Text section:
— Begin —
Thousands of Words

For many of us there is something supremely healing being in the presence of the ocean. It may be the color, the light. Or the sound of the waves and gulls. Or the briny smell and salty taste of the water. For me, it was never about the sand!!

My grandfather lived across the street from the ocean in Florida.  Every visit there was a re-acquaintance with something in Nature I couldn’t have anywhere else except by the ocean. The ocean always brought comfort and a kind of healing. The world slowed down along the edge of the beach. Worries seemed to get washed out to sea as the waves came and went. It has been the same for every ocean I have stood next to or swum in. It heals.seaweed

The walks along the beach always gifted treasures. Broken shells. Maybe a whole shell! A small, asymmetrical piece of sea glass…worn smooth from the power of the sea. Maybe a “mermaids purse”. Alien looking pieces of seaweed.  Perhaps a withered Man-O-War. A little crab claw. Sometimes the sand itself was the treasure. A myriad of sparkles and color….minute pieces of minerals, quartz, rock, shell and coral skeletons.

“Breakage”
by Mary Oliver

I go down to the edge of the sea.

How everything shines in the morning light!
The cusp of the whelk, the broken cupboard of the clam,
the opened, blue mussels, moon snails, pale pink and barnacle scarred—
and nothing at all whole or shut, but tattered, split,
dropped by the gulls onto the gray rocks and all the moisture gone.
It’s like a schoolhouse of little words, thousands of words.
First you figure out what each one means by itself, the jingle, the periwinkle, the scallop full of moonlight.
Then you begin, slowly, to read the whole story.

tidal-pool

As Mary Oliver said, each gift, each small–each broken miracle of  treasure from the vast, moving, living ocean, was like discovering a new word. A piece to the puzzle of the language of the ocean. Of Nature. Of Life. Collections of whole and broken parts from the ocean, told a story. You could read in the brokenness, the color, the bleached out parts, the smoothed edges, the Story that only those pieces together could tell.

There is nothing in the whole world that is any different. There are broken pieces everywhere that, when put together, allow us to read the Story….. But brokenness isn’t always comfortable, it isn’t always pretty. It might hurt to know the beauty of the wholeness that was or could have been. There is so much we are blind and deaf to. So much we try not to touch or feel, smell or taste. We turn away.

“That smells fishy.” “Turn a blind eye.”  “Rough around the edges.” “That’s a bitter pill to swallow.” “That just falls on deaf ears.”

Every  broken part. Every completed whole. Everything we happen upon, every person we meet, every rain drop that falls, each sunrise we witness, is a new word in the language of Life. Each conflict, each treaty, the hate and fear, each love story. The woman with acid burns on her face, the crying child bleeding after FGM, the crumbling shell of Aleppo, the flooding streets of Miami, the parched land on fire. The protest chant, the psalm being sung. Parts of the Story….a wondrous Story. A titan of a Story.
— End —
What the task asks:
Can you copy the ocean essay word for word between "I go down to" and "full of moonlight.", inclusive? Use only the ocean essay above, with nothing from outside it.

Provided material:
— Begin —
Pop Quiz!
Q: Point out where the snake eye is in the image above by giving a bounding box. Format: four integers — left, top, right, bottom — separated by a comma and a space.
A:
— End —
Complete response:
I go down to the edge of the sea.

How everything shines in the morning light!
The cusp of the whelk, the broken cupboard of the clam,
the opened, blue mussels, moon snails, pale pink and barnacle scarred—
and nothing at all whole or shut, but tattered, split,
dropped by the gulls onto the gray rocks and all the moisture gone.
It’s like a schoolhouse of little words, thousands of words.
First you figure out what each one means by itself, the jingle, the periwinkle, the scallop full of moonlight.